__Brief A__:
Summarize the tasting notes in two sentences.

__Excerpt provided__:
────────

Michael Godel – Once again Wynn’s shows they know beyond cabernet sauvignon and while the fruit may not be a repeat of 2015 it is closer than no cigar. There is more wood notability here, with some vanilla and graphite but the fruit is up to the barrel task. Still a wine of impressive balance with fine and demanding tannins following up on some great energy up the middle. Another mid-range ager from winemaker Sue Hodder and the most excellent Coonawarra, terra rosa soil provider.
David Lawrason – Love the definition on the nose which is very Coonawarra if not entirely shiraz-like. Nods to cabernet as well.  Expect a lifted, almost piquant blackcurrant, mint/menthol, pepper, cordite and vanilla.  It is dense, bright, firm and polished – love the edge and tension.  Tannins remain firm so give it a year or two. The length and focus are excellent.

Hidden Bench Terroir Caché 2015 Unfiltered, VQA Beamsville Bench, Ontario ($44.95)

────────

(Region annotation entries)
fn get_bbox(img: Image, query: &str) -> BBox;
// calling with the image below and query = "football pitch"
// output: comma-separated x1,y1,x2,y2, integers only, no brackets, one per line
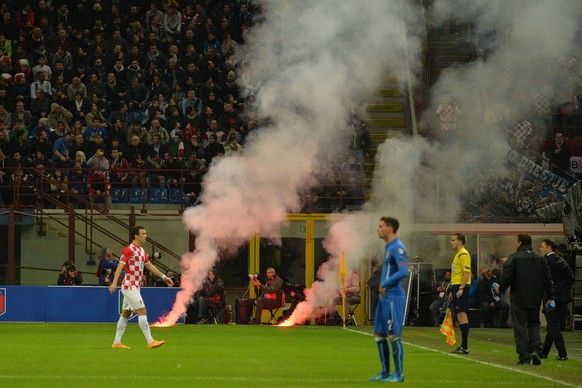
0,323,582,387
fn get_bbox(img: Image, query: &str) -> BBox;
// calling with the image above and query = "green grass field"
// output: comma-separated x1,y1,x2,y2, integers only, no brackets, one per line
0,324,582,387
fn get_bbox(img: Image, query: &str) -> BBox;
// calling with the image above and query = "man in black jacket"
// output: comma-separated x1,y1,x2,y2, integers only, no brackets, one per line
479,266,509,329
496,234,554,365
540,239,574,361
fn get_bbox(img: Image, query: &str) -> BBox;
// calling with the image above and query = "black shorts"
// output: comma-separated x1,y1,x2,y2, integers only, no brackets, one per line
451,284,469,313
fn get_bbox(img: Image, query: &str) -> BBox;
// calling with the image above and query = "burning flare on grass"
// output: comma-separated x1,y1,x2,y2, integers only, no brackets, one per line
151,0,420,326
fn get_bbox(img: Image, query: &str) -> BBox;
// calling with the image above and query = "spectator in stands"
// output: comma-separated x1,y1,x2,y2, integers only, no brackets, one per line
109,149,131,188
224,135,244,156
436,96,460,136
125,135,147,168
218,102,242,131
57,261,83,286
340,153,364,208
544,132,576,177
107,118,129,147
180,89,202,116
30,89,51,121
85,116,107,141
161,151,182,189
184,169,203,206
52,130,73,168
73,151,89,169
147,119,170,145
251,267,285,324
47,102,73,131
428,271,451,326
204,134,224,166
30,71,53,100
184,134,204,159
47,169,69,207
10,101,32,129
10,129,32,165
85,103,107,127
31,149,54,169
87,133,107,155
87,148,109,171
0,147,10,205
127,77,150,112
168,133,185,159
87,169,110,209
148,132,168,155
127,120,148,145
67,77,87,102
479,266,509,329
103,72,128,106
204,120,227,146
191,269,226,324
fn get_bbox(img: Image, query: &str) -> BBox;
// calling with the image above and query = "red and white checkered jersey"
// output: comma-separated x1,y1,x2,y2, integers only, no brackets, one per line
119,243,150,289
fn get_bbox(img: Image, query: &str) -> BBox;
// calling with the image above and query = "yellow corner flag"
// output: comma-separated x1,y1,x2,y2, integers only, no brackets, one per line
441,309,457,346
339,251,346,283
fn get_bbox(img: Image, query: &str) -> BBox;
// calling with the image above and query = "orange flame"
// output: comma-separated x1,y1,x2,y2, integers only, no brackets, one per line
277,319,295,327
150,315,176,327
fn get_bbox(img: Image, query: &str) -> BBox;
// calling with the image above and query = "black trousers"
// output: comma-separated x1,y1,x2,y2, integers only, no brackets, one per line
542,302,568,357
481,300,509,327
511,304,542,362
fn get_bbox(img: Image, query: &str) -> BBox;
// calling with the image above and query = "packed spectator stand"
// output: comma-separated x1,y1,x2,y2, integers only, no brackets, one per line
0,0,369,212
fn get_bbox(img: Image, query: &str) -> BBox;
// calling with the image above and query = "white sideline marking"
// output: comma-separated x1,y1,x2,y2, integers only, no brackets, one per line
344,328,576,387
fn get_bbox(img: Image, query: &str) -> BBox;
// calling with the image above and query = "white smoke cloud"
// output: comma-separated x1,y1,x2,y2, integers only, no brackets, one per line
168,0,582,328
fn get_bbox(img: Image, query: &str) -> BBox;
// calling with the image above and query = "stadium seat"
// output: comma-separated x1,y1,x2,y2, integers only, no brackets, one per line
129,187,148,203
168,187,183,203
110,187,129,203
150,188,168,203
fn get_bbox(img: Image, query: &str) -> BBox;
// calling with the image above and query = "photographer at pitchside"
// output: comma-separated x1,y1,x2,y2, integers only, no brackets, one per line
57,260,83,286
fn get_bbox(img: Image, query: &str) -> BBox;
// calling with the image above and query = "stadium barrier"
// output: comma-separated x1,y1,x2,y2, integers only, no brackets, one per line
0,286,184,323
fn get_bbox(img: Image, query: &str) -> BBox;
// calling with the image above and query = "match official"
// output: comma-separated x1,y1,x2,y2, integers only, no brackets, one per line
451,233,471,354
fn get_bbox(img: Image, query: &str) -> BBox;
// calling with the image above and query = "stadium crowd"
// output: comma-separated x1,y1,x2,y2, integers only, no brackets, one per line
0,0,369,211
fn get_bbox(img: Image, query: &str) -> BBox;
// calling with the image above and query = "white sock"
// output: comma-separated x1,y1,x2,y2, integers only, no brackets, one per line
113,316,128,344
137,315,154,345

────────

__Brief B__:
Lay out the rows from the start of the records through the line holding "0,323,582,387", inclusive, as a JSON list of strings, one per line, with blank lines and pictures left out.

__Exercise solution A__:
Michael Godel finds this Wynn's wine balanced, with wood notes of vanilla and graphite, fine and demanding tannins, and the makings of a mid-range ager from winemaker Sue Hodder. David Lawrason praises its very Coonawarra nose of blackcurrant, mint/menthol, pepper, cordite and vanilla, calls it dense, firm and polished with excellent length and focus, and advises giving it a year or two.

__Exercise solution B__:
[
  "fn get_bbox(img: Image, query: &str) -> BBox;",
  "// calling with the image below and query = \"football pitch\"",
  "// output: comma-separated x1,y1,x2,y2, integers only, no brackets, one per line",
  "0,323,582,387"
]